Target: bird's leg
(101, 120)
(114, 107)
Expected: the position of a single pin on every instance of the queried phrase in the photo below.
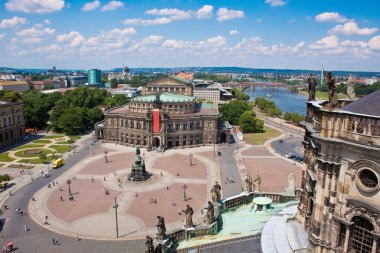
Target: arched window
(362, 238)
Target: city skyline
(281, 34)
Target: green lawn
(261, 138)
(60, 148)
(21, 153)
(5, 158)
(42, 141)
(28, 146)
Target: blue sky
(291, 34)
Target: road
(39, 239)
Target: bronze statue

==

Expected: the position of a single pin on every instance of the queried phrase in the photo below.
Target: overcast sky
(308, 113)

...

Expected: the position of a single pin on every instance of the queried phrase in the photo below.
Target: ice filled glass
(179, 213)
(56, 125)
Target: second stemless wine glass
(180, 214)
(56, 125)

■ What the task requires
Since the pictures are not part of the copy, please transcribe only the lines above from the one with "Target: bird's leg" through the one with "Target: bronze statue", exactly and with both ends.

■ Solution for this exercise
Target: bird's leg
(101, 120)
(114, 107)
Expected: the position of a single pin on every instance of the queried phrase in the photo below.
Target: arched window
(362, 238)
Target: city skyline
(281, 34)
Target: green lawn
(261, 138)
(60, 148)
(21, 153)
(5, 158)
(42, 141)
(28, 146)
Target: blue sky
(291, 34)
Target: road
(39, 239)
Target: bronze statue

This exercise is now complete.